• **Material for this task**:

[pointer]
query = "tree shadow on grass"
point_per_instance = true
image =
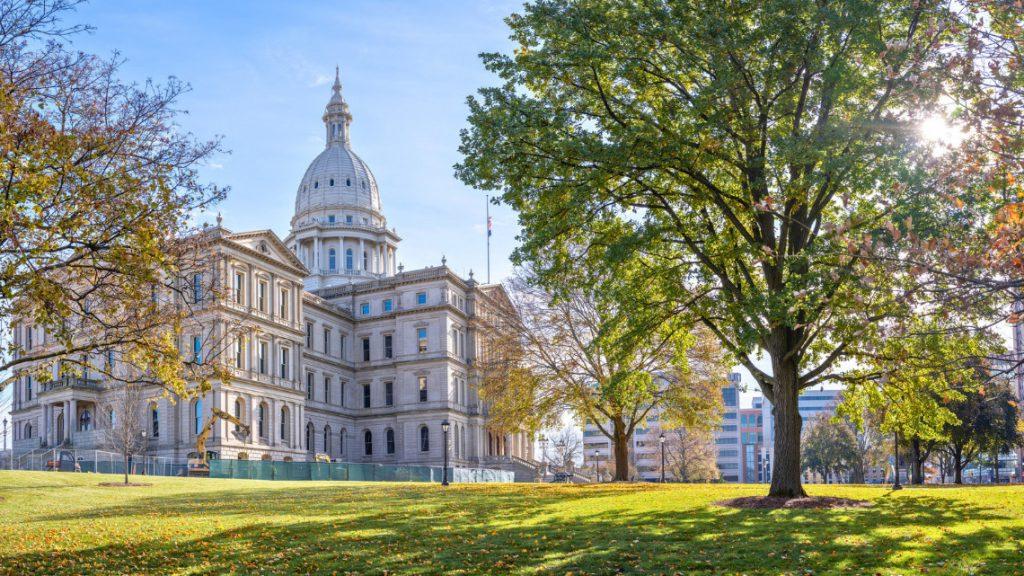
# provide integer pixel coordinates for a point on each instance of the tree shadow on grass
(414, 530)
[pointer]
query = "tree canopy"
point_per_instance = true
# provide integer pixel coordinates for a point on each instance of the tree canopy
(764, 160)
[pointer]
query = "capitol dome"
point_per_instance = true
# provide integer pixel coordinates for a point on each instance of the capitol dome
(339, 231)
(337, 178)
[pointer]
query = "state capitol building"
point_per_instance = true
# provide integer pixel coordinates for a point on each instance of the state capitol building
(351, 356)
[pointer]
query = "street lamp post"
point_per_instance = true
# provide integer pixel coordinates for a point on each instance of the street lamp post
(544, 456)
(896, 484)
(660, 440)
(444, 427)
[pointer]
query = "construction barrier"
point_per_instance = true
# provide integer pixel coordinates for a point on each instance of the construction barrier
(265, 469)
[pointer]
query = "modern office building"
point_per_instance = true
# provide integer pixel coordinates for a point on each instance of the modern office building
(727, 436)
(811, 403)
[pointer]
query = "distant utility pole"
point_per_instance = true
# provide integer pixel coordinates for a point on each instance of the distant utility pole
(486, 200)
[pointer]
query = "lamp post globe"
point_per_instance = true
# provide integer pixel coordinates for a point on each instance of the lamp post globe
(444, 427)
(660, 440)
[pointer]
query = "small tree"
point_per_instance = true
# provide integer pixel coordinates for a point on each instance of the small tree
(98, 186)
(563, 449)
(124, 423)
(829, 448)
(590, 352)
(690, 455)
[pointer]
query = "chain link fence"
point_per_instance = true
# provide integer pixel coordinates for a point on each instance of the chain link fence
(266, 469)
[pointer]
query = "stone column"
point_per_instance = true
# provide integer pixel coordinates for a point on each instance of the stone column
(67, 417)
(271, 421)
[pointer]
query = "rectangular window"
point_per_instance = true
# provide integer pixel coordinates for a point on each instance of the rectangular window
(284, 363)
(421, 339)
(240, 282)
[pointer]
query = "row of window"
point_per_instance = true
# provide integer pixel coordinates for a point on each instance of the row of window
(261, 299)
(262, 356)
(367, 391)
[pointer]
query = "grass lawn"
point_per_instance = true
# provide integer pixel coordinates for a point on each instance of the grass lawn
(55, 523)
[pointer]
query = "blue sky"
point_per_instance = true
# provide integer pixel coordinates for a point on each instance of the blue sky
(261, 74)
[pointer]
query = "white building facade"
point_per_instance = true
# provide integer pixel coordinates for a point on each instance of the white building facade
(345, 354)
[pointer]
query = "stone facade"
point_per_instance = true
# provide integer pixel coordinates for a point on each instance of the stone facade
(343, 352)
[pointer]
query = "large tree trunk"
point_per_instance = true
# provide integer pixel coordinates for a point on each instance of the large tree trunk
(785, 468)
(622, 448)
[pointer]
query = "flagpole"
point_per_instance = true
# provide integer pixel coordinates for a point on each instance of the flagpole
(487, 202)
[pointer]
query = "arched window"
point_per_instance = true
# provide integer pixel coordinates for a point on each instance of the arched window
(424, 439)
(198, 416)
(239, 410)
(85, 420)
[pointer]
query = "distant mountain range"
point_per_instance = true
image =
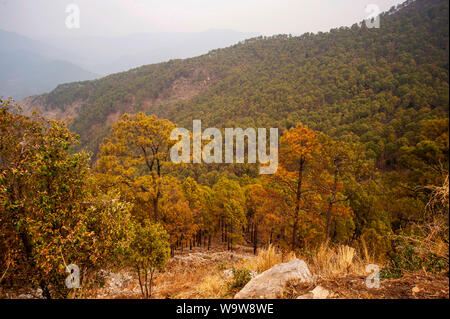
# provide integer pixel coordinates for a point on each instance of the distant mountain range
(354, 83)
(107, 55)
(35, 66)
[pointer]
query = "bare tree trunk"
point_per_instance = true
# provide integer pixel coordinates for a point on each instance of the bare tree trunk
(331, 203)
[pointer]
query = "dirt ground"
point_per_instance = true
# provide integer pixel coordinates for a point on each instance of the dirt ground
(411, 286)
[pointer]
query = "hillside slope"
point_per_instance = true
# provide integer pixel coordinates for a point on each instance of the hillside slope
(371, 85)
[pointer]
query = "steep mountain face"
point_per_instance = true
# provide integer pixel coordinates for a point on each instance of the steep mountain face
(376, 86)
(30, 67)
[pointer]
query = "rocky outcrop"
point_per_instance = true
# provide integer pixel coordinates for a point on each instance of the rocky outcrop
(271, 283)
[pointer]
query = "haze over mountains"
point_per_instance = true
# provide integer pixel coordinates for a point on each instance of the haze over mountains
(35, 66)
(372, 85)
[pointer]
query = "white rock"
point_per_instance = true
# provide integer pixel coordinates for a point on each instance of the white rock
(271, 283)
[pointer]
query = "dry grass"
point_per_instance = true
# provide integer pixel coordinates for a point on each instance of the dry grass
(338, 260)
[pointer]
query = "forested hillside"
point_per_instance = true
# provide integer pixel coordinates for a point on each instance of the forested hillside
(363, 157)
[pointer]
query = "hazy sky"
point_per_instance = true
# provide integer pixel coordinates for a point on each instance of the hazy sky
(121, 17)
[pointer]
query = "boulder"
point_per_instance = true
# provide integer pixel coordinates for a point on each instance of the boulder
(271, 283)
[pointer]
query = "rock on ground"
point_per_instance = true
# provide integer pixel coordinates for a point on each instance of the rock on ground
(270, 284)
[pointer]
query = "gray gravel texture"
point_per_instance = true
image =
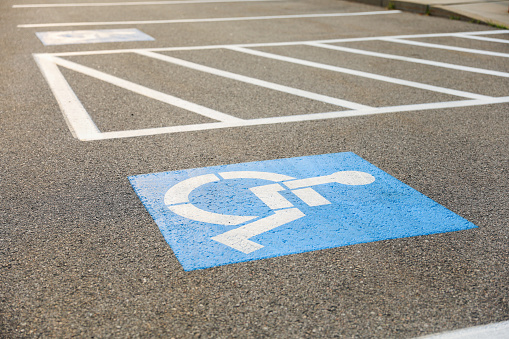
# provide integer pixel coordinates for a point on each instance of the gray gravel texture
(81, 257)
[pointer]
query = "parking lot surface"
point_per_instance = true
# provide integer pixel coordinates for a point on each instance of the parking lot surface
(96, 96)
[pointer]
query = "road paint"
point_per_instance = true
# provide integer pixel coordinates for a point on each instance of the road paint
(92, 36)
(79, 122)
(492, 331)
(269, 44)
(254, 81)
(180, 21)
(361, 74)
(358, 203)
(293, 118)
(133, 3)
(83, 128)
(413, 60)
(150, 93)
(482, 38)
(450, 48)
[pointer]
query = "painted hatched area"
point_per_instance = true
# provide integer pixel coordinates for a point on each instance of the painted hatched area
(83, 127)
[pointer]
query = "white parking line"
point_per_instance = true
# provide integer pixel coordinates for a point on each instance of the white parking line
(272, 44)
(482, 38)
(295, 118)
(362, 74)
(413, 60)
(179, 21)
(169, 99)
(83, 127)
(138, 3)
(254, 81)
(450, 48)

• **Aim**:
Each record must be quoted in full and exactly. Do not include the pictures.

• **Right answer**:
[pointer]
query = "tree shadow on grass"
point_per_instance = true
image =
# provide integer pixel coordinates for a point on each instance of the tree shadow on grass
(414, 530)
[pointer]
query = "tree canopy"
point_per_instance = true
# provide integer pixel coordinates for a point on each instance of the tree canopy
(764, 160)
[pointer]
query = "capitol dome"
point_per_instance = true
# provide integer pixel coordinates for a point on each instance of the capitol dome
(339, 231)
(337, 178)
[pointer]
query = "state capitol building"
point_per_instance = true
# provide integer pixel coordinates for a point on each instance of the state capitol building
(351, 356)
[pointer]
query = "street lamp post"
point_per_instance = true
# provide integer pixel coordinates for a point on each instance of the street lamp post
(544, 456)
(896, 484)
(660, 440)
(444, 427)
[pointer]
query = "construction barrier"
point_per_instance = true
# provide integer pixel coordinates for a point on each instance of the construction barrier
(265, 469)
[pointer]
query = "modern office building"
point_per_instance = true
# provide integer pixel coordinates for a point on each instance of the modern office building
(727, 436)
(811, 403)
[pointer]
query = "distant utility pole"
point_per_instance = true
# provide integer pixel coordinates for a point on each instance of the distant utility pole
(486, 200)
[pointer]
query = "lamp post globe"
point_per_instance = true
# provide integer pixel coordinates for a point on each instance of the lamp post globe
(444, 427)
(660, 440)
[pointer]
query = "small tree"
point_per_instance = true
# provide integer pixel coordinates for a point on each instance of the small tree
(98, 186)
(563, 449)
(124, 423)
(829, 448)
(590, 352)
(690, 455)
[pointer]
query = "chain link fence"
point_per_instance = true
# provide integer pixel coordinates for a point on each instance of the chain link fence
(266, 469)
[pointer]
query = "stone column"
point_per_instance = true
# provide integer pixel coordinates for a point on each instance of the stone column
(67, 417)
(271, 421)
[pointer]
query = "rectangular window"
point_per_instance = true
# provide integer pixel coordinates for a point on each instance of the rectangular window
(284, 363)
(421, 339)
(240, 282)
[pointer]
query = "row of window"
point_per_instance = true
# provide integer pixel coordinates for a point on each instance of the row of window
(261, 299)
(262, 356)
(367, 391)
[pointer]
query = "grass lawn"
point_per_instance = true
# provide integer pixel coordinates for a point on each instance of the grass lawn
(55, 523)
[pointer]
query = "blue sky"
point_per_instance = true
# provide integer pixel coordinates for a point on each instance of the blue sky
(261, 74)
[pointer]
query = "white building facade"
point_per_instance = true
# provide integer pixel coordinates for a point on each instance of the white building facade
(345, 354)
[pointer]
query = "stone facade"
point_per_instance = true
# provide integer pixel coordinates for a point on each instance of the stone facade
(343, 352)
[pointer]
query = "large tree trunk"
point_per_instance = true
# provide integer pixel coordinates for a point on each instance of the large tree trunk
(785, 468)
(622, 448)
[pointer]
query = "flagpole"
point_per_instance = true
# provide integer pixel coordinates for a point on each instance of the flagpole
(487, 202)
[pointer]
query = "arched window"
point_per_instance = true
# provide integer pixel coordinates for a point on each instance of the arched window
(424, 439)
(198, 416)
(239, 410)
(85, 420)
[pointer]
query = "distant mountain range"
point_per_instance = true
image =
# provide integer pixel coordinates for a point on each instance of the distant mountain range
(354, 83)
(107, 55)
(35, 66)
[pointer]
query = "bare tree trunk"
point_per_instance = true
# provide integer pixel coordinates for a point on each instance of the bare tree trunk
(331, 203)
[pointer]
query = "dirt ground"
point_per_instance = true
# provide integer pixel coordinates for a point on each instance of the dirt ground
(411, 286)
[pointer]
query = "hillside slope"
point_per_instance = true
# provide integer pixel coordinates for a point on each instance of the hillside slope
(371, 85)
[pointer]
query = "steep mountain face"
point_per_instance = true
# provide integer pixel coordinates for a point on each instance of the steep mountain face
(376, 86)
(30, 67)
[pointer]
query = "rocky outcrop"
point_per_instance = true
# provide integer pixel coordinates for a point on each instance of the rocky outcrop
(271, 283)
[pointer]
query = "haze over mountains"
point_per_instance = true
# provide integer pixel coordinates for a point on each instance of the haze over mountains
(35, 66)
(372, 85)
[pointer]
query = "white rock"
point_per_instance = true
# provide integer pixel coordinates for a point on each instance of the white rock
(271, 283)
[pointer]
query = "dry grass"
point_per_instance = true
# provide integer pixel coordinates for a point on each instance of the dry grass
(338, 260)
[pointer]
query = "forested hillside"
point_per_instance = true
# provide integer pixel coordinates for a point on each instance of the forested hillside
(363, 157)
[pointer]
query = "hazy sky"
point_per_instance = true
# provide integer pixel coordinates for a point on each instance of the hazy sky
(121, 17)
[pointer]
query = "boulder"
point_per_instance = true
# provide integer pixel coordinates for a point on each instance of the boulder
(271, 283)
[pointer]
query = "rock on ground"
point_per_instance = true
# provide integer pixel coordinates for a point on each instance of the rock on ground
(270, 284)
[pointer]
query = "gray gravel texture"
point_per_instance = true
image =
# provide integer pixel coordinates for a point on each instance of the gray gravel texture
(81, 257)
[pointer]
query = "parking lot surface"
point_per_instance = true
# provide integer pixel coordinates for a point on each instance of the parking lot surface
(96, 96)
[pointer]
query = "road paint"
point_per_instance = true
# provide integer pixel coordinates for a point on each instance of the road paint
(92, 36)
(79, 122)
(492, 331)
(269, 44)
(254, 81)
(180, 21)
(361, 74)
(358, 203)
(293, 118)
(133, 3)
(83, 128)
(413, 60)
(150, 93)
(482, 38)
(450, 48)
[pointer]
query = "painted hatched area"
point_per_instance = true
# provide integer pixel coordinates for a point on each instance of the painted hatched area
(83, 127)
[pointer]
query = "white parking line"
point_per_instance = true
# provide integer pixel coordinates for a point on each instance of the white parking line
(272, 44)
(482, 38)
(295, 118)
(362, 74)
(413, 60)
(179, 21)
(169, 99)
(83, 127)
(138, 3)
(254, 81)
(450, 48)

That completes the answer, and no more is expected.